#### What the task asks:
Look in the data below for the line that contains "blue hoodie, the". Copy that line and the remaining lines exactly.

#### Input:
------------------------------------------------

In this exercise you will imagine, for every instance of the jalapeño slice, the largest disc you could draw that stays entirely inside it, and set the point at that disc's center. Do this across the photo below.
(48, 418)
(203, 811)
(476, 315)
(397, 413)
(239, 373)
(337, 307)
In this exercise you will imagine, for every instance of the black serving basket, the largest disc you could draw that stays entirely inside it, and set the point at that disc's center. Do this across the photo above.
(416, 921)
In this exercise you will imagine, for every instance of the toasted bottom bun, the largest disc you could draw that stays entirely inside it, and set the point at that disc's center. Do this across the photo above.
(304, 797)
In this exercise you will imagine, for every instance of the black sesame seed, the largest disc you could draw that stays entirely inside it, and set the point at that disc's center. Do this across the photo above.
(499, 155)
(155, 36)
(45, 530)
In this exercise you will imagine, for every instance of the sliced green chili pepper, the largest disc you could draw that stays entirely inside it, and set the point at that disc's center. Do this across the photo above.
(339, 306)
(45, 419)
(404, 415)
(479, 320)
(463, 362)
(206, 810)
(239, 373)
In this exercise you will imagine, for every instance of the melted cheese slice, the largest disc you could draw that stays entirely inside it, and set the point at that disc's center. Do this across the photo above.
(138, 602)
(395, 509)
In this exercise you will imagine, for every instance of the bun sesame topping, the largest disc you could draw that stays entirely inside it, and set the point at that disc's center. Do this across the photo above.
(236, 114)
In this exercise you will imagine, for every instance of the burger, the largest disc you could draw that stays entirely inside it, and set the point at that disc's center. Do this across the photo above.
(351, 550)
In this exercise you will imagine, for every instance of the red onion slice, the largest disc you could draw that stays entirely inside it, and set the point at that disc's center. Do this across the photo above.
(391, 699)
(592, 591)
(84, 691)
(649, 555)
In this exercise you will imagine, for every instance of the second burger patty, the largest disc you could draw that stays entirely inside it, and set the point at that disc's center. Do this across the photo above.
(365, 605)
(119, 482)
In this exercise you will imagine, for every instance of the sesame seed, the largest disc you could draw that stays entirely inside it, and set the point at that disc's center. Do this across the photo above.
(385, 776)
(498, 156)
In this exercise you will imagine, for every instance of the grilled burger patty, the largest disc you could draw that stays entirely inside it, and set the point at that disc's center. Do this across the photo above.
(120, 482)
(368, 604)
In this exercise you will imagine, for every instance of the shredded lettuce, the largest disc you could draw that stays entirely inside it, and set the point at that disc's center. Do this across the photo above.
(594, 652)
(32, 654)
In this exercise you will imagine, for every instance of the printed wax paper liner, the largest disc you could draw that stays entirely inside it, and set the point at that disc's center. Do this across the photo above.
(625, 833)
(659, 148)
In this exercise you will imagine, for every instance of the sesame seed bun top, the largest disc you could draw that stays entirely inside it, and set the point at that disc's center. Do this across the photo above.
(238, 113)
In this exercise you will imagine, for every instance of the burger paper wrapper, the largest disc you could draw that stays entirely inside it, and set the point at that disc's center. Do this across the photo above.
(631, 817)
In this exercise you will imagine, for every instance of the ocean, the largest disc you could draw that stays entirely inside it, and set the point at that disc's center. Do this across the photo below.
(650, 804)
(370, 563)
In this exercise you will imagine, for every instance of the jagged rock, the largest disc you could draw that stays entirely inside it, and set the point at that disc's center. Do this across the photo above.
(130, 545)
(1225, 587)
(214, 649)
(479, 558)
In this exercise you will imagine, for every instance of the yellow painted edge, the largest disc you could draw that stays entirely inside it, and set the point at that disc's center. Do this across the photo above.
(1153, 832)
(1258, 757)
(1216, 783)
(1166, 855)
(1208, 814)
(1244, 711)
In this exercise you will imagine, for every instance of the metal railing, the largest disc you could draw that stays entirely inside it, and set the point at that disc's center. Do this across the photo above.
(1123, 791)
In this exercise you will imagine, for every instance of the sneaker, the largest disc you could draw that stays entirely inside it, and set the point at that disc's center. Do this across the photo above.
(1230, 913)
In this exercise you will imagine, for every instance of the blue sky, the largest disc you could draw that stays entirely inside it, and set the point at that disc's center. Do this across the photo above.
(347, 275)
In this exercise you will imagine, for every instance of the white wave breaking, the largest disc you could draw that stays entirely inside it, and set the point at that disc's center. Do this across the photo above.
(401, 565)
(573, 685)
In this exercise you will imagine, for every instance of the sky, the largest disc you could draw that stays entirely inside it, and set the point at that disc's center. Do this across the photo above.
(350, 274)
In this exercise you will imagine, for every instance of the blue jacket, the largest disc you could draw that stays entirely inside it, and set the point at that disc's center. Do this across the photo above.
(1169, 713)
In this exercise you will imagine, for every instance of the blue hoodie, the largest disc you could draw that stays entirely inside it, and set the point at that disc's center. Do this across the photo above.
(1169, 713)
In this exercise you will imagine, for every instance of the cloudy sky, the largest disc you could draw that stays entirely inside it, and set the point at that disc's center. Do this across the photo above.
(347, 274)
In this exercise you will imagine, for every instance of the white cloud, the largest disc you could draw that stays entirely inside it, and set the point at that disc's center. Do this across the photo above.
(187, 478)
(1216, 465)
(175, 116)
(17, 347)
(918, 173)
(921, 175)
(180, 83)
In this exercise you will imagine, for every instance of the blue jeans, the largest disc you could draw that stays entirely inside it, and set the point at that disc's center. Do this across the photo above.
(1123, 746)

------------------------------------------------

#### Solution:
In this exercise you will imagine, for every instance of the blue hoodie, the largest disc you could draw that stays entirely inside it, and set the point at that disc's center. Do this across the photo above.
(1169, 713)
In this exercise you will imagine, for every instance of the cloudy sky, the largest disc you could draw that stays entirely inside it, and set the point at that disc's center. Do this across the photo above.
(347, 274)
In this exercise you will imagine, for every instance of the white cloud, the largest disc you could draw that stays entirely inside it, and set the point at that disc's center. Do this across the photo above.
(187, 478)
(1216, 465)
(175, 116)
(17, 347)
(918, 173)
(921, 175)
(180, 83)
In this exercise you will imagine, for every instance of the blue jeans, the largest disc you could draw that stays entirely inside it, and set the point at that disc's center. Do this across the photo above.
(1123, 746)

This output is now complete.